__Document excerpt__.
····················

After its decision to shorten the duration of the MBBS course by one year met with stiff opposition from all the quarters, Medical Council of India is now contemplating to introduce a new degree course in rural healthcare. Patricia Mascarenhas finds out more.
The Medical Council of India (MCI) is contemplating to introduce a new course in rural healthcare in a bid to find a solution to the perennial scarcity of trained health workers in its villages. “Armed with a BSc degree in rural health, these trained individuals will be working under or assisting a doctor in rural areas. But they won't be able to practice or prescribe medicines on their own,” says Dr Shivkumar Utture, executive member, Maharashtra Medical Council.
Medical experts however describe the MCI step as an afterthought and not as a planned course of action. Actually, MCI had planned to shorten the MBBS course as they felt that the current curriculum was devoting too much time to general medical studies and the various aspects of the human anatomy. This may not have benefitted the students who wanted to opt for specialisation.

····················

__Dataset extract__.
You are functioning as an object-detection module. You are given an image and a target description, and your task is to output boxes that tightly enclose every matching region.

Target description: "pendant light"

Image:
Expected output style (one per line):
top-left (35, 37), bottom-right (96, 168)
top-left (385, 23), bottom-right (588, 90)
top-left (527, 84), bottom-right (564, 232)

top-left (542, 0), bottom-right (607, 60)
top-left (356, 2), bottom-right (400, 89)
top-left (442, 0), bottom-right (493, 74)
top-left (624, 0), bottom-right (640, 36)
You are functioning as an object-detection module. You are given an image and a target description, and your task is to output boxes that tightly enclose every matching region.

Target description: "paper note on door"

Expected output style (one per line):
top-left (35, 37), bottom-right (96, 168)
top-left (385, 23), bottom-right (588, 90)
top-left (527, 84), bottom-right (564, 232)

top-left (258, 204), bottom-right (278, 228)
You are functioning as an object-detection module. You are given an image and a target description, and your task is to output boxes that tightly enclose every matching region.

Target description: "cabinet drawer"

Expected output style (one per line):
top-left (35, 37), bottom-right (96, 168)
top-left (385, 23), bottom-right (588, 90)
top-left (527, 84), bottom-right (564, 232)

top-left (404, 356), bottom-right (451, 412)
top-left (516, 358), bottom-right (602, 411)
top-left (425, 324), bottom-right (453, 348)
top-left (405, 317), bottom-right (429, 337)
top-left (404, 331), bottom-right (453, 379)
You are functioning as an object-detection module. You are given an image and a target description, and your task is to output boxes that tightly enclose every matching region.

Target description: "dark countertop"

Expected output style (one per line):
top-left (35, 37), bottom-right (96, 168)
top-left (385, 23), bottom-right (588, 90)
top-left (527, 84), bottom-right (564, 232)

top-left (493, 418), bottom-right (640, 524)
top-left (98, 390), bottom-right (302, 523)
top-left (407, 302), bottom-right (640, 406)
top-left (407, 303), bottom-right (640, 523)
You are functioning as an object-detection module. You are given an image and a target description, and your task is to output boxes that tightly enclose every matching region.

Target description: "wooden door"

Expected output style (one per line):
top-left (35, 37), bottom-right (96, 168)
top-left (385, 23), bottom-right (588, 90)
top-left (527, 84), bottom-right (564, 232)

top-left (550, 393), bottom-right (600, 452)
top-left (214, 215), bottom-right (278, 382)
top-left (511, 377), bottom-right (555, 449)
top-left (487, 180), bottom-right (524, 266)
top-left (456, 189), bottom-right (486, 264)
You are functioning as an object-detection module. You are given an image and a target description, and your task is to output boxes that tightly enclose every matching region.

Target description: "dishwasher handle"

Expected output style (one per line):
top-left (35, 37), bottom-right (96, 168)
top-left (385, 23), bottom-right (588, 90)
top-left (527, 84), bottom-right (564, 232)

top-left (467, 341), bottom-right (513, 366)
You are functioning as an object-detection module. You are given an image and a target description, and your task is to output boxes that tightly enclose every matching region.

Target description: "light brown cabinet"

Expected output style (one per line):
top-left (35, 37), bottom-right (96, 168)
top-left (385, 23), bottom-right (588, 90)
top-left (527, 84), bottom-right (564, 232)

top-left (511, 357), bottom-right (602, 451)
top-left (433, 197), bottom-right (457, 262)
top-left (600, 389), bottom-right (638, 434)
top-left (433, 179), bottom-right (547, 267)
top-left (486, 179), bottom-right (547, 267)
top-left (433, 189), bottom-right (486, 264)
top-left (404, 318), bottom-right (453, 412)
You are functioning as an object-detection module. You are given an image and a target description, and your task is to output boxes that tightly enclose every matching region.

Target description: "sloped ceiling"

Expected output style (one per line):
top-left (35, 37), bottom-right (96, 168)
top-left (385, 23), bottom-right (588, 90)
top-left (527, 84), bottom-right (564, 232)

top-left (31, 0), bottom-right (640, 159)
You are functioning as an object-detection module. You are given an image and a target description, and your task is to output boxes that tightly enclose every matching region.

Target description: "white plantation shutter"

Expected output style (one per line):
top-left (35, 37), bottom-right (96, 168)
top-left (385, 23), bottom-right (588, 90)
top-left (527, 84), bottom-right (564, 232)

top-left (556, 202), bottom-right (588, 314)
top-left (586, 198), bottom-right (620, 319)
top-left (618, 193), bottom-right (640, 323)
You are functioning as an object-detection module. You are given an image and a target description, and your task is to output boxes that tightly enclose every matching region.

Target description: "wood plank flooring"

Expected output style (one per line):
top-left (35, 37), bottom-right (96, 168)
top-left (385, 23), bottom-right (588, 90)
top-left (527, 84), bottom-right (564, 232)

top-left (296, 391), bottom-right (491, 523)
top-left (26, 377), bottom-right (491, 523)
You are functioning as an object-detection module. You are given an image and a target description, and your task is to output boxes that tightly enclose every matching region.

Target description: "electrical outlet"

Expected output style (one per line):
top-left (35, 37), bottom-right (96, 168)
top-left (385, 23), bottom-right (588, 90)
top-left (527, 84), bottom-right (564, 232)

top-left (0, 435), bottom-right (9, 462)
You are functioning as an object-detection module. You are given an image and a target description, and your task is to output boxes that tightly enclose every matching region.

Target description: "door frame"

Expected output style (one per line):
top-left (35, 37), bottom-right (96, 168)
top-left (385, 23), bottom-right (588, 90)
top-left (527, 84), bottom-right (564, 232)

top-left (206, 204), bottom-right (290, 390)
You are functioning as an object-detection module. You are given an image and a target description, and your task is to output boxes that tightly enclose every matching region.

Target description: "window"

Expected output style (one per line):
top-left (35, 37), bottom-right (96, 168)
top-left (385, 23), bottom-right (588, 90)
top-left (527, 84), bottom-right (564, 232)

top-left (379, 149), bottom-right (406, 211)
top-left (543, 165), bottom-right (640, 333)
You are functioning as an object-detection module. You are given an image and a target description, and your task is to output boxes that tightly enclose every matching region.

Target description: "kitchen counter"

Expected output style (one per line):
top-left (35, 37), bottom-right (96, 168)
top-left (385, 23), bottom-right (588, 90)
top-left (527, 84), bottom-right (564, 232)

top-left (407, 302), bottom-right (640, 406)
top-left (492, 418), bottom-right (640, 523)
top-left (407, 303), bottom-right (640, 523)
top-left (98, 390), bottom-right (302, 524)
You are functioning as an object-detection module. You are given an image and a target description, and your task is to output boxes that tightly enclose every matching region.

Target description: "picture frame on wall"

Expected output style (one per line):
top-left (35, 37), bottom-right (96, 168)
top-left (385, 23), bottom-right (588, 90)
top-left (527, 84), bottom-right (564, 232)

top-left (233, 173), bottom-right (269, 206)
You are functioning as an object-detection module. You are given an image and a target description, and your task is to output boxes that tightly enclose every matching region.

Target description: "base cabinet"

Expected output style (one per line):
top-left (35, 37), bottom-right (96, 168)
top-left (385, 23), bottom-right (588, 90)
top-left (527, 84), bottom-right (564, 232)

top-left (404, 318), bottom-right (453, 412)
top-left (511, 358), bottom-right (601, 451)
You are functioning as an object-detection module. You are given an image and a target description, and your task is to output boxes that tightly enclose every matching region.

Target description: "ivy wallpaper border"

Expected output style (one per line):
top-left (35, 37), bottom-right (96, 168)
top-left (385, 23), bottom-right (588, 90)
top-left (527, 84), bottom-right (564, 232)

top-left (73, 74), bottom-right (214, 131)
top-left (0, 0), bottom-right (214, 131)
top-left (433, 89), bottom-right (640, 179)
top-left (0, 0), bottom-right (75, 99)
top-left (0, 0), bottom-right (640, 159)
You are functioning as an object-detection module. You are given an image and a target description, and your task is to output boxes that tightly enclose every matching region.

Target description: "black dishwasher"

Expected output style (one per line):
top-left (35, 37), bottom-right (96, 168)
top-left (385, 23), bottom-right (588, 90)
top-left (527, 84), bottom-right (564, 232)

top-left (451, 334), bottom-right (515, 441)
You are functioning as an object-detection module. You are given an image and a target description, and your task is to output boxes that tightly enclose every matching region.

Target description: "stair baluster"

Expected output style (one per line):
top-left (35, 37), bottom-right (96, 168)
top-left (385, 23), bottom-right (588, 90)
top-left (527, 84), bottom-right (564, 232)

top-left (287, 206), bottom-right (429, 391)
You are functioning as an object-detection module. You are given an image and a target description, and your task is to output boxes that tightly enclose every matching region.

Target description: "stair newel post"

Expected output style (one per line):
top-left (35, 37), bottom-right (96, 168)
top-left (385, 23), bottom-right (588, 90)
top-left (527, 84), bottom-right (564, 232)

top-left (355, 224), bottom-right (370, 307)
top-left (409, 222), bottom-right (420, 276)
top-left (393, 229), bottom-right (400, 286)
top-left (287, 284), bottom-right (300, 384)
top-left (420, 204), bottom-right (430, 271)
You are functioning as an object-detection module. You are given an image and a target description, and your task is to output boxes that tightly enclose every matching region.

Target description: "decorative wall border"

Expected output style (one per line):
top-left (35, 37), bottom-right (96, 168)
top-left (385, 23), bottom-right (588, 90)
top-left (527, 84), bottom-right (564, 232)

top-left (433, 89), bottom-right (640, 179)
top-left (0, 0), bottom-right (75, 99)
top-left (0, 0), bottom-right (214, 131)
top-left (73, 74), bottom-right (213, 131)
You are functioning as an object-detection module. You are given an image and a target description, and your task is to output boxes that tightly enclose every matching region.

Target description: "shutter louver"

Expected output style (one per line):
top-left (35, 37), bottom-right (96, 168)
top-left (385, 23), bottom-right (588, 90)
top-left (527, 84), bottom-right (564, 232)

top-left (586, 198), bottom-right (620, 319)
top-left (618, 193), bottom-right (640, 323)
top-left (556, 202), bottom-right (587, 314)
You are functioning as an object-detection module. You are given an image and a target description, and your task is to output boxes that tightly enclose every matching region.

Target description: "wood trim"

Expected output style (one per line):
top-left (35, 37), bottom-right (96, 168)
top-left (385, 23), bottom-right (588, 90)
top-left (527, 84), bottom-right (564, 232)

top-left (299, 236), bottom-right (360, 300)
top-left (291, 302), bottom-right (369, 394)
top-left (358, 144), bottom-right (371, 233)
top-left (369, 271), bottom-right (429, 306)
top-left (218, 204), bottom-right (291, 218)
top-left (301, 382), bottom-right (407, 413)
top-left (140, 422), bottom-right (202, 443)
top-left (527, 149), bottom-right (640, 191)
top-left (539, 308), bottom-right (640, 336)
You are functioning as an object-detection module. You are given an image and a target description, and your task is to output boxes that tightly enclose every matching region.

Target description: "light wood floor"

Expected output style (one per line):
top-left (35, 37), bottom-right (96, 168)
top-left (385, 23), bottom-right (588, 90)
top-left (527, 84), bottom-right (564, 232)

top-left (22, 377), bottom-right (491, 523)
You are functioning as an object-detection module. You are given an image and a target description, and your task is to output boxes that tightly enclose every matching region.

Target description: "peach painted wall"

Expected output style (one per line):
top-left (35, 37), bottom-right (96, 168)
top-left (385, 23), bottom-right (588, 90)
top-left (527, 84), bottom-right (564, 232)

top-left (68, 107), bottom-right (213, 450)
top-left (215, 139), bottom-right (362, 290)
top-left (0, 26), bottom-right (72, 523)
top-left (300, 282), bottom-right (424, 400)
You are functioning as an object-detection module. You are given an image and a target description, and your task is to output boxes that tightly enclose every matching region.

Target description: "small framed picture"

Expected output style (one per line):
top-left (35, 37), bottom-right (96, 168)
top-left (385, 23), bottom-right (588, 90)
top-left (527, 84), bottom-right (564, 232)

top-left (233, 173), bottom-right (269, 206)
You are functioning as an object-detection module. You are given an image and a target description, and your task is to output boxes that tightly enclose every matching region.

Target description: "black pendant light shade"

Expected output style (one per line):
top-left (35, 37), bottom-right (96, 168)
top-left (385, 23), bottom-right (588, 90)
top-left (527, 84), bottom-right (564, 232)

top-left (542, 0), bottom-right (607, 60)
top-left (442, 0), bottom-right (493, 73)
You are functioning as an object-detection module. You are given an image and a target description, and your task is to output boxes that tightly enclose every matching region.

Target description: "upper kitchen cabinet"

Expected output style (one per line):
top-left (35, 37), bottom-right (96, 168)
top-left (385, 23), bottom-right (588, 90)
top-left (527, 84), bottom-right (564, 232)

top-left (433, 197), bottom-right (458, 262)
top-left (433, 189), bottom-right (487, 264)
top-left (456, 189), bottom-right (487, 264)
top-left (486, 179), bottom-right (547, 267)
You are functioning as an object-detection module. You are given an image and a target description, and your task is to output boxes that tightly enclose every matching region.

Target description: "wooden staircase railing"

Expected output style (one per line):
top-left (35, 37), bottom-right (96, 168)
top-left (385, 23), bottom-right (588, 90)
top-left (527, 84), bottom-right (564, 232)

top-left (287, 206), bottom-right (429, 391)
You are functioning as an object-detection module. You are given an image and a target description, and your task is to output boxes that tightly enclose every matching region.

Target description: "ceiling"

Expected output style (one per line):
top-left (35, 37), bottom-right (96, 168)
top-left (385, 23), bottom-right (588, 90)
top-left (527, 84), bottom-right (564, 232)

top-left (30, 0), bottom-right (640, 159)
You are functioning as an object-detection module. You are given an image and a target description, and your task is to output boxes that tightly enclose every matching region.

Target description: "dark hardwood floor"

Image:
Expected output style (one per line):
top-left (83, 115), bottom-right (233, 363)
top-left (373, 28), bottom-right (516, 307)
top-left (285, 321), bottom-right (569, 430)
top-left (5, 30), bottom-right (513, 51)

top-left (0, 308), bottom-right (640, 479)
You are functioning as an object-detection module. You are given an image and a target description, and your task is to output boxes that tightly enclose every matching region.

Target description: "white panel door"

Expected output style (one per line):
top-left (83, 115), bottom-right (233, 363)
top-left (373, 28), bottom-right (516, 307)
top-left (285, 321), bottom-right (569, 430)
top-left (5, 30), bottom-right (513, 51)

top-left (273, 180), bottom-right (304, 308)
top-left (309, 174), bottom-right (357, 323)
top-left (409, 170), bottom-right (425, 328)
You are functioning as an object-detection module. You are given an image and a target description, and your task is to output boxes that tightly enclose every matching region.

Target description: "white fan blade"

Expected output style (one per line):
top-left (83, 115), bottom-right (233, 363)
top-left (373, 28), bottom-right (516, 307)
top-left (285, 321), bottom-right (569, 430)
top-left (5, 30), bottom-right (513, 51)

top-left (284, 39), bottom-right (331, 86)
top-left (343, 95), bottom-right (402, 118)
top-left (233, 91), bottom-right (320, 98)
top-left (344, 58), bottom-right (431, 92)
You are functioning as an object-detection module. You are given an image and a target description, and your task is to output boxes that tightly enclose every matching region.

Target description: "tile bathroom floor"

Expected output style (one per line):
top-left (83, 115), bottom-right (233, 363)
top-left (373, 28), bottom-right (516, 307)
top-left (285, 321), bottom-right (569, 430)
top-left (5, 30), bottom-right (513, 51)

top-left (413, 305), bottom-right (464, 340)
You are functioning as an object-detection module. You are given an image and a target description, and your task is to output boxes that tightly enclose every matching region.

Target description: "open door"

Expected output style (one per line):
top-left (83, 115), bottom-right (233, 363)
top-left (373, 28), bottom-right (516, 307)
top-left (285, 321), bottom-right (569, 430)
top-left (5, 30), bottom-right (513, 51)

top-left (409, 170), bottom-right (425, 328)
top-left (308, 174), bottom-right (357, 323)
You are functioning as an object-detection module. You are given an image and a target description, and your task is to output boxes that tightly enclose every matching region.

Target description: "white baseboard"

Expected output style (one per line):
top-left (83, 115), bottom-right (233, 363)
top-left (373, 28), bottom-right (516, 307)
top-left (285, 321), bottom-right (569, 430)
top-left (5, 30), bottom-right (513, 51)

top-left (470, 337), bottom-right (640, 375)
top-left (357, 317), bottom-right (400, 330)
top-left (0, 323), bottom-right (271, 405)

····················

__Assigned task 1__. According to the rural healthcare article, what degree would the trained individuals hold?
__Assigned task 2__. Rewrite the passage of the rural healthcare article from "The Medical Council" to "Maharashtra Medical Council.", substituting "towns" for "villages".
__Assigned task 3__. List every person and organization named in the rural healthcare article.
Base every response on the text alone and disregard the data.

__Expected answer 1__. A BSc degree in rural health.

__Expected answer 2__.
The Medical Council of India (MCI) is contemplating to introduce a new course in rural healthcare in a bid to find a solution to the perennial scarcity of trained health workers in its towns. “Armed with a BSc degree in rural health, these trained individuals will be working under or assisting a doctor in rural areas. But they won't be able to practice or prescribe medicines on their own,” says Dr Shivkumar Utture, executive member, Maharashtra Medical Council.

__Expected answer 3__.
- Medical Council of India (MCI)
- Patricia Mascarenhas
- Dr Shivkumar Utture
- Maharashtra Medical Council